START READING TEXT

In a delightful and wide-ranging conversation with my friend, the Reverend Diana McLean, she shared the story of a cat that her cousins brought home one day, much to the dismay of their mother. The cat responded by spraying pee to mark its territory. Which is one of the more unpleasant smells in the world. One time, to disperse the smell after cleaning up, Diana’s aunt set up a fan. Into which the cat sprayed. And which spread even wider. And stank even more.
Some Unitarian Universalists show their displeasure by spraying their discord into a fan. Which gets all over the congregation, and stinks, and is nearly impossible to clean up if left too long.
Of course it doesn’t actually look or smell like cat pee. Humans sowing discord has a different look:
Sometimes the discord looks like an unwillingness to change – whether it be something small, perhaps about announcements in the worship service, or something more widespread, like the words we use to describe our faith. We are seeing this in the sometimes-angry discourse from those who want to keep our faith exactly the way it was in some imagined perfect moment.
Sometimes the discord looks like undermining a leader or minister. This has shown up in this Substack before – the quiet conversations in the parking lot or at the diner, encouraging complaints and suggesting something should be done.
Sometimes the discord looks like badgering – continually asking a question when the answer has been provided, in hopes of a different result. This happens often to staff members – usually office administrators – who won’t or can’t do a task that isn’t theirs to do.

END READING TEXT

■ QUESTIONS:
- a) Decide whether each statement agrees with the reflection on discord in congregations. Answer yes or no for each, and quote the words from the text that decide it.
(i) The cat was brought home by Diana's cousins.
(ii) Diana's aunt set up the fan before cleaning up.
(iii) Badgering often happens to office administrators.
- b) In the reflection on discord in congregations, where do the quiet conversations that undermine a leader or minister take place?
- c) Continue the reflection on discord in congregations from its last sentence, keeping its voice and subject.

START DATASET ENTRIES

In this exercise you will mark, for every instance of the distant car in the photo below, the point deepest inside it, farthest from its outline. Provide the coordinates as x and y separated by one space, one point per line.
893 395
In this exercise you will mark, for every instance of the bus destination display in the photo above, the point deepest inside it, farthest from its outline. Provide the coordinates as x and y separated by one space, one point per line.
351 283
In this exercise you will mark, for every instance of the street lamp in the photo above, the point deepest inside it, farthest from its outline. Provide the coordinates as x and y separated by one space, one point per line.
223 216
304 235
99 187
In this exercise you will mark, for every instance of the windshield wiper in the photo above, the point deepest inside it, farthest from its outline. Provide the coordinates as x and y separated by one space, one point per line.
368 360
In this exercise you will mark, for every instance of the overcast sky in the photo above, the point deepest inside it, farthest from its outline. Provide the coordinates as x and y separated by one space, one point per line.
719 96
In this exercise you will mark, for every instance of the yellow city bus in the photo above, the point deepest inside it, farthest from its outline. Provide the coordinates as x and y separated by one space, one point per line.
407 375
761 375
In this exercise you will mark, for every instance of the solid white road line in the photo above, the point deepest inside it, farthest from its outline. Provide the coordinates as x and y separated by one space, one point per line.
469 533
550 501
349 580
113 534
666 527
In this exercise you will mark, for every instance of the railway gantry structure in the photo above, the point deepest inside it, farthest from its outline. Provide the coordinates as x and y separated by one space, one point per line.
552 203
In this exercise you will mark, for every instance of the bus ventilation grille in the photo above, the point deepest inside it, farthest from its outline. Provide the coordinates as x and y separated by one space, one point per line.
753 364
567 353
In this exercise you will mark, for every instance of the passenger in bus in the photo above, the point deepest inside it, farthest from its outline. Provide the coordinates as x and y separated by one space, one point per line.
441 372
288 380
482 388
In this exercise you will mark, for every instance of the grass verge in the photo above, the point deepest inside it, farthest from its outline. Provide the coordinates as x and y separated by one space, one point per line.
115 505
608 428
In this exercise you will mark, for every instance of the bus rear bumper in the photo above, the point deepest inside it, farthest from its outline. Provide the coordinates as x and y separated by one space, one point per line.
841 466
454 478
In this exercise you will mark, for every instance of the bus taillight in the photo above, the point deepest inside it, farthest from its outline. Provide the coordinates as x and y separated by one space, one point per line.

END DATASET ENTRIES

■ EXERCISE ANSWERS:
- a)
(i) Yes: "she shared the story of a cat that her cousins brought home one day"
(ii) No: "to disperse the smell after cleaning up, Diana’s aunt set up a fan"
(iii) Yes: "This happens often to staff members – usually office administrators"

- b) They take place in the parking lot or at the diner.

- c)
Sometimes the discord looks like sealioning – relentless questioning (often couched in a pretense of civility or sincerity) meant to exhaust the other participants into giving up, with no intention of real discourse leading to understanding. This shows up a lot in annual meetings, especially around the budget or a bylaw change.
Sometimes the discord looks like triangulation – putting someone in the middle of a conflict and not communicating directly with the person they’re in conflict with, often hoping that third person will take their side. This also looks like circumventing the process to get something done; it even can look like circumventing leadership and going to the newsletter editor or office administrator under the guise of authorized communication.
Sometimes the discord looks like extortion – yes, extortion – withholding their pledge, or reducing their pledge, or threatening to leave the congregation entirely if they don’t get their way. All because they don’t like the new minister, or they think the congregation talks too much about social justice, or their pet project didn’t get selected, or they think the choir director hates them.
All of this falls under one umbrella term:
Bullying.
Some Unitarian Universalists are bullies.
And what’s worse is that many who bully don’t even realize they’re doing it, because they believe (and say) they “just want what’s best for the congregation.”
The problem with that line is twofold:
First, too many people believe that’s true, and are willing to excuse the behavior because “their heart’s in the right place,” and they often think that welcoming all people means welcoming all behaviors. Raise your hand if you have said or heard someone say “oh, that’s just how they are.” And so the bully continues sowing discord.
Second, they actually just want what’s best for their individual experience in the congregation. They imagine being satisfied all the time, getting their way all the time, being praised for their insight and gifts and service all the time. And when that doesn’t happen – that’s where the trouble begins. Because they forget that their religious community is not a club where you get member benefits, nor is it a corporation where stockholders demand a return on investment.
Bullies sow discord in part because capitalism tells them they should get their needs met first.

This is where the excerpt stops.